== Your goal ==
Continue the R data-wrangling course description from the point where it stops.

== Text ==
--

Data Wrangling and Exploratory Data Analysis with R
What you'll learn
- How to import data.
- How to clean and tidy data.
- How to manipulate data.
- How to visualize data.
Requirements
- Basic and fundamental understanding of R concepts such as variables and functions.
Description
The tidyverse is a collection of R packages designed for Data Science.
The scope of this course is restricted to:
ggplot2 package
dplyr package
tidyr package
readr package
readxl package
tibbles package
This course is going to teach how you can use some of these packages for data analysis covering 7 sections as follows.
Section 1: Introduction
In this section, you are going to know what the course is all about and also get a glimpse of some of the tools we will be using throughout the course.
Section 2: Data visualization with ggplot2
In this section, you will learn how to use the ggpot2 package for data visualization, using the diamonds dataset as a case study.
This section will cover major data visualizations such as:
Barplots
Boxplots
Scatterplots
Line plots
Histogram
At the end of this section, should be able to know how to plot various visualizations and also give meaningful interpretations of them.
Section 3: Data manipulation with dplyr
In this section, you will learn all about the dplyr package and how you can manipulate your data with the available functions in the dplyr package using the New York flights database of 2013.

--

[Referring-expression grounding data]
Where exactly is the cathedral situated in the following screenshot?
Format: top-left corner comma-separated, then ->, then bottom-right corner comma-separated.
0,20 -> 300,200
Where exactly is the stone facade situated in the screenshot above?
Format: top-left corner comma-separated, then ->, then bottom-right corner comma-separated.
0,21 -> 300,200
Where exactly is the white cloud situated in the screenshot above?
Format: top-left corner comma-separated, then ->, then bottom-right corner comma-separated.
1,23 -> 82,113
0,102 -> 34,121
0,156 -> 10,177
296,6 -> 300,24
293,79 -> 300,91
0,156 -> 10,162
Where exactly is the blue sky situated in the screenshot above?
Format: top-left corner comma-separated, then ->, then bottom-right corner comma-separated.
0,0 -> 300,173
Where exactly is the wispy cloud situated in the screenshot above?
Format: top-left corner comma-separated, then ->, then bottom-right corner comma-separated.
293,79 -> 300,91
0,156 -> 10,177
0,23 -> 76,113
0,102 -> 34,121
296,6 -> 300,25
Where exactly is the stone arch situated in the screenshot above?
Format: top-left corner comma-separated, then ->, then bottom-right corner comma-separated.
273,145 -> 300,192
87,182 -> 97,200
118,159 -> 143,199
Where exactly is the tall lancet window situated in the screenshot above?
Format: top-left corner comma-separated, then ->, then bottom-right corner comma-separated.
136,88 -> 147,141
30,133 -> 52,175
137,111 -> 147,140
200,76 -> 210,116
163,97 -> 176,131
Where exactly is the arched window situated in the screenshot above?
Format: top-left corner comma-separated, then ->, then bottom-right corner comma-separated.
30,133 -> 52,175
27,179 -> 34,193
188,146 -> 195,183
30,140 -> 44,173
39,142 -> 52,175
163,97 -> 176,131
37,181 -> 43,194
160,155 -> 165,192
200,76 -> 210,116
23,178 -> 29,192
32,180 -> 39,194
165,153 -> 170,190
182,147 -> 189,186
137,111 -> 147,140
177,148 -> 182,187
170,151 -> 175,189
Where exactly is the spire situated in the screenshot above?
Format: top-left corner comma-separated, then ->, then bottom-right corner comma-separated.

--

== Response box ==
At the end of this package, you should be able to perform tasks on the dataset such as
filtering
arranging
renaming
variable creation
selection
Table/Dataset joining
The Practical Quiz at the end of this section will test your understanding of the various concepts treated in the section.
Section 4: Data tidying with tidyr
This section is aimed at showing you how you can tidy a dirty dataset when you come across one.
You are going to learn how to make datasets longer or wider.
You will also be learning how you can separate or unite columns together.
Section 5: Importing data
In this section, you will learn about modernized data frame called tibbles.
This section will also show you how you can import various structured data formats in R such as CSV and XLSX files.
Section 6: Case Study: Adventure Works Database
In this section, you will learn how you can combine various concepts you have learnt in this course and apply them to the Adventure Works database, and also what a data analyst's workflow process looks like.
Section 7: EXAM
This section consists of 20 multiple choice questions which you are expected to answer to get your final course certificate. It covers everything covered in this course.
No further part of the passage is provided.